THE EXERCISE:
Collect every line of the listing that contains the word "green".

LISTING:

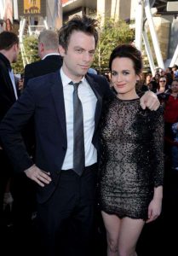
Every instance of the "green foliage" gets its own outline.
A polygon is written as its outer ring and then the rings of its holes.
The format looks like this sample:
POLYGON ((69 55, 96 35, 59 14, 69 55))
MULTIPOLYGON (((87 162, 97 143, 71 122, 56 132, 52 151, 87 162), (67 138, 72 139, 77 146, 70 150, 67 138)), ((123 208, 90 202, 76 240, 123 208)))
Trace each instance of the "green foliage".
MULTIPOLYGON (((23 45, 25 49, 24 58, 29 63, 38 61, 40 58, 37 53, 37 38, 35 36, 25 36, 23 38, 23 45)), ((20 51, 18 61, 13 64, 14 73, 22 73, 24 72, 24 65, 22 61, 21 51, 20 51)))
POLYGON ((23 40, 26 57, 30 63, 39 60, 37 54, 37 38, 35 36, 26 36, 23 40))
POLYGON ((112 49, 120 44, 131 43, 134 38, 134 31, 125 21, 106 19, 100 28, 100 40, 92 67, 100 73, 108 70, 109 56, 112 49))

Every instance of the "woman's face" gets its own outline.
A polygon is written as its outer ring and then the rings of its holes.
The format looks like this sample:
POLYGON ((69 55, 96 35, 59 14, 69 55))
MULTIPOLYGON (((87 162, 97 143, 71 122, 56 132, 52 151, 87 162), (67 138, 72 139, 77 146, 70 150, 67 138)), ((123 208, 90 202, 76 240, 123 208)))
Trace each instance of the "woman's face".
POLYGON ((135 74, 132 60, 117 57, 112 63, 112 82, 119 98, 135 97, 135 84, 140 78, 135 74))

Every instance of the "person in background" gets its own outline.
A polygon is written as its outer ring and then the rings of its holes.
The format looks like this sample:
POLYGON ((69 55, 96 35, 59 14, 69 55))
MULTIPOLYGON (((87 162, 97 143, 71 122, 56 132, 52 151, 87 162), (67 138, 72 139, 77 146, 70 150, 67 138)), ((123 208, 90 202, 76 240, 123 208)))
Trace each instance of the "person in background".
POLYGON ((10 19, 7 19, 5 20, 5 27, 4 27, 4 31, 9 31, 11 32, 13 30, 13 25, 12 22, 10 20, 10 19))
MULTIPOLYGON (((66 23, 59 36, 61 68, 29 79, 0 126, 1 139, 9 157, 13 155, 14 169, 37 184, 37 241, 42 242, 43 255, 92 255, 99 123, 102 102, 112 96, 103 76, 88 73, 98 37, 95 19, 74 16, 66 23), (80 122, 75 122, 78 112, 80 122), (20 137, 32 116, 34 159, 20 137), (80 125, 78 129, 76 125, 80 125), (76 143, 82 144, 80 152, 76 143)), ((155 110, 159 102, 155 94, 146 92, 141 105, 155 110)))
MULTIPOLYGON (((18 99, 18 88, 11 64, 17 61, 19 55, 19 38, 11 32, 0 33, 0 122, 8 110, 18 99)), ((7 206, 12 208, 13 197, 9 184, 12 176, 12 166, 0 140, 0 230, 5 225, 3 210, 7 206), (5 194, 4 194, 5 193, 5 194)))
POLYGON ((99 204, 106 230, 107 256, 135 256, 146 223, 161 213, 164 183, 163 109, 141 109, 135 91, 141 52, 116 47, 110 57, 118 92, 103 108, 99 204))
POLYGON ((41 32, 38 38, 38 55, 40 61, 25 67, 24 87, 29 79, 55 72, 62 66, 62 57, 59 53, 59 37, 55 32, 41 32))
POLYGON ((143 85, 142 85, 141 88, 141 91, 146 91, 146 90, 149 90, 148 84, 150 84, 150 82, 152 81, 152 77, 151 74, 147 74, 147 75, 146 76, 146 80, 145 80, 143 85))
POLYGON ((159 95, 159 94, 164 92, 168 89, 166 84, 167 84, 166 77, 160 76, 158 87, 157 89, 157 95, 159 95))
POLYGON ((174 79, 178 79, 178 66, 176 64, 172 67, 172 71, 174 73, 174 79))
POLYGON ((178 122, 172 125, 174 142, 171 148, 172 169, 178 171, 178 122))

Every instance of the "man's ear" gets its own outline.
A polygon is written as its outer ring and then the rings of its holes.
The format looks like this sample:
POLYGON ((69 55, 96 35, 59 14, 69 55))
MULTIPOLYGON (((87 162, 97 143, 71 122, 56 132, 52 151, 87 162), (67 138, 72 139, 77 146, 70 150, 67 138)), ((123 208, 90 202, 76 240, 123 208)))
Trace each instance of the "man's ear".
POLYGON ((59 45, 59 52, 60 55, 64 57, 65 54, 66 54, 66 49, 60 44, 59 45))

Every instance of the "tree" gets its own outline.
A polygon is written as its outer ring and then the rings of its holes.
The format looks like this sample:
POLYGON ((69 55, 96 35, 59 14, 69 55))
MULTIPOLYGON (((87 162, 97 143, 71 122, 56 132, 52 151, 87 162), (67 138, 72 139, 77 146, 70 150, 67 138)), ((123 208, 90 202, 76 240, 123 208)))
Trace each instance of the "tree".
POLYGON ((100 40, 92 67, 100 73, 108 70, 109 57, 112 49, 120 44, 133 42, 134 38, 135 32, 124 20, 106 19, 100 28, 100 40))

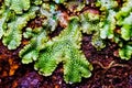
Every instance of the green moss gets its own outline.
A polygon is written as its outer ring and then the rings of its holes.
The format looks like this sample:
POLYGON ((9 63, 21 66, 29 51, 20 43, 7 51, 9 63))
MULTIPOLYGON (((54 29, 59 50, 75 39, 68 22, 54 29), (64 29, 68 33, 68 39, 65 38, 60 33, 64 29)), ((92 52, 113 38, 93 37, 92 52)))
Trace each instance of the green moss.
POLYGON ((4 0, 0 7, 0 40, 9 50, 15 50, 23 35, 30 41, 19 53, 22 63, 34 63, 34 69, 44 76, 51 76, 63 63, 67 84, 80 82, 82 77, 91 76, 92 65, 80 50, 82 33, 91 35, 91 44, 98 51, 105 48, 106 40, 109 40, 119 45, 121 59, 132 58, 132 1, 125 0, 120 8, 116 0, 97 0, 97 13, 85 10, 88 3, 87 0, 4 0), (68 10, 67 13, 73 14, 65 16, 65 12, 59 10, 62 4, 68 10), (41 18, 42 26, 31 29, 28 22, 35 16, 41 18), (48 34, 63 22, 59 21, 62 18, 69 21, 68 26, 50 38, 48 34), (22 31, 24 29, 25 32, 22 31))
POLYGON ((20 52, 22 63, 29 64, 36 61, 34 68, 40 74, 50 76, 63 62, 66 82, 78 82, 81 77, 90 77, 92 66, 80 51, 81 33, 78 26, 78 21, 72 20, 58 36, 47 42, 43 42, 45 37, 41 32, 20 52))
POLYGON ((4 0, 6 6, 18 14, 30 9, 30 0, 4 0))
POLYGON ((8 30, 4 32, 2 43, 8 46, 9 50, 14 50, 21 44, 22 29, 26 26, 28 21, 35 18, 35 11, 38 8, 33 7, 28 13, 15 16, 10 23, 8 23, 8 30))

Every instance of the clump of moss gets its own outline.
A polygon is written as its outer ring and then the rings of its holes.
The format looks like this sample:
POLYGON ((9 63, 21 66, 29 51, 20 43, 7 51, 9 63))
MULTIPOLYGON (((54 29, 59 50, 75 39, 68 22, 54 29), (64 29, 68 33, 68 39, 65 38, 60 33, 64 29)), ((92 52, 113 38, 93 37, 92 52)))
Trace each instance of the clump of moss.
MULTIPOLYGON (((106 47, 106 40, 118 43, 119 56, 130 59, 132 56, 132 1, 127 0, 118 9, 116 0, 97 0, 99 13, 84 11, 86 1, 67 0, 4 0, 0 8, 0 40, 9 50, 20 46, 22 36, 30 42, 19 53, 23 64, 34 62, 34 69, 44 76, 51 76, 59 63, 64 67, 64 80, 67 84, 79 82, 91 76, 92 65, 80 50, 82 33, 91 34, 91 44, 98 50, 106 47), (70 4, 70 6, 69 6, 70 4), (59 24, 64 6, 74 14, 58 36, 48 37, 59 24), (75 7, 75 8, 74 8, 75 7), (43 18, 41 28, 28 28, 35 16, 43 18), (117 25, 120 32, 116 32, 117 25), (25 29, 25 32, 22 30, 25 29)), ((63 21, 62 21, 63 22, 63 21)))

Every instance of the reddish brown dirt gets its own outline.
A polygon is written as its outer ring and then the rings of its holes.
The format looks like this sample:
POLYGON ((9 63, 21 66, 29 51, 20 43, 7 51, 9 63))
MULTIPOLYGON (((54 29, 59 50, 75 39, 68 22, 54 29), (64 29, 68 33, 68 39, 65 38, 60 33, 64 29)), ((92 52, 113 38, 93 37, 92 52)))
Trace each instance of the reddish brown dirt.
MULTIPOLYGON (((36 18, 29 26, 41 26, 41 22, 42 19, 36 18)), ((54 37, 61 31, 58 26, 50 36, 54 37)), ((94 65, 92 76, 82 78, 79 84, 68 85, 63 80, 62 64, 50 77, 38 75, 33 64, 21 64, 18 53, 28 44, 26 40, 15 51, 9 51, 0 40, 0 88, 132 88, 132 61, 121 61, 114 43, 108 41, 106 48, 96 51, 90 41, 91 35, 84 34, 81 50, 94 65)))
POLYGON ((16 51, 8 51, 0 43, 0 88, 132 88, 132 62, 116 57, 118 46, 114 43, 96 51, 90 40, 91 35, 84 34, 81 50, 94 65, 92 76, 74 85, 63 80, 62 64, 52 76, 43 77, 33 69, 33 64, 21 64, 18 52, 23 45, 16 51))

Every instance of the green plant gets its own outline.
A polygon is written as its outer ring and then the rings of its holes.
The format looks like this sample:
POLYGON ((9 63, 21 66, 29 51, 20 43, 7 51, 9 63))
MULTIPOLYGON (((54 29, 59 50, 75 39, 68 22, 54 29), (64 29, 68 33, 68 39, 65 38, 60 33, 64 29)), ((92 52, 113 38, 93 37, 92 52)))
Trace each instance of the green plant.
POLYGON ((95 6, 99 13, 84 11, 88 3, 67 0, 4 0, 0 8, 0 40, 9 50, 15 50, 20 46, 22 36, 29 38, 29 44, 19 53, 22 63, 34 62, 34 68, 44 76, 51 76, 57 65, 63 63, 64 80, 67 84, 79 82, 81 77, 91 76, 92 65, 80 50, 82 33, 92 35, 91 44, 98 51, 106 47, 106 40, 117 43, 120 47, 119 56, 130 59, 132 1, 125 0, 120 9, 116 0, 97 0, 95 6), (48 34, 56 30, 62 18, 59 4, 73 12, 73 15, 68 16, 68 25, 61 34, 50 38, 48 34), (28 22, 35 16, 43 18, 42 26, 29 28, 28 22), (119 32, 116 32, 117 26, 120 28, 119 32))

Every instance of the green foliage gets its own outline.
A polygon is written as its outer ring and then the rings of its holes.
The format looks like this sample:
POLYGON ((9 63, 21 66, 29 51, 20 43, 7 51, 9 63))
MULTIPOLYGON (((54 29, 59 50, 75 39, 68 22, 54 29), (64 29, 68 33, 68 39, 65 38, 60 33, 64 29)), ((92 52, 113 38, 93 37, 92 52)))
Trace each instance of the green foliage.
POLYGON ((28 21, 35 18, 37 9, 37 7, 33 7, 28 13, 15 16, 13 21, 8 23, 8 30, 4 32, 2 42, 9 50, 14 50, 21 44, 22 29, 26 26, 28 21))
POLYGON ((64 3, 66 0, 54 0, 56 3, 64 3))
POLYGON ((7 21, 11 16, 11 12, 6 10, 6 7, 2 6, 0 10, 0 38, 3 36, 7 29, 7 21))
POLYGON ((51 31, 55 31, 56 26, 58 25, 58 18, 61 12, 56 10, 57 6, 50 3, 43 3, 41 8, 41 14, 46 16, 43 25, 48 26, 51 31))
POLYGON ((0 40, 3 45, 15 50, 21 44, 22 35, 30 40, 19 53, 23 64, 34 63, 40 74, 50 76, 63 63, 64 80, 67 84, 90 77, 92 66, 80 50, 82 33, 92 35, 91 44, 98 51, 106 47, 106 40, 112 40, 120 46, 119 56, 122 59, 132 58, 132 0, 125 0, 121 9, 117 0, 97 0, 97 13, 85 10, 88 0, 53 1, 4 0, 0 7, 0 40), (72 15, 69 15, 66 19, 69 20, 68 26, 58 36, 50 38, 48 34, 63 22, 59 20, 65 19, 65 13, 62 15, 63 11, 59 10, 62 4, 73 12, 72 15), (43 25, 35 29, 26 26, 35 16, 43 19, 43 25), (118 32, 117 25, 120 28, 118 32))
POLYGON ((97 7, 101 7, 100 10, 109 10, 118 7, 118 2, 116 0, 97 0, 97 7))
POLYGON ((6 6, 14 10, 15 13, 22 14, 23 10, 26 11, 30 9, 30 0, 4 0, 6 6))
POLYGON ((73 20, 59 36, 46 43, 45 34, 41 32, 20 52, 22 63, 29 64, 36 61, 34 68, 40 74, 50 76, 63 62, 66 82, 78 82, 81 77, 90 77, 92 66, 80 51, 81 33, 79 30, 77 21, 73 20))

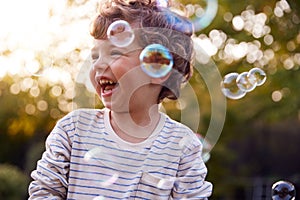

WRITTEN RESPONSE:
Every instance of the "green foliage" gets its own outline.
Trace each instance of the "green foliage".
Every instance of the green moss gets its own outline.
Trace each instance of the green moss.
Every instance of the green plant gets its own outline.
Trace each instance of the green plant.
Every instance of the green foliage gets its own outline.
Trace each instance of the green foliage.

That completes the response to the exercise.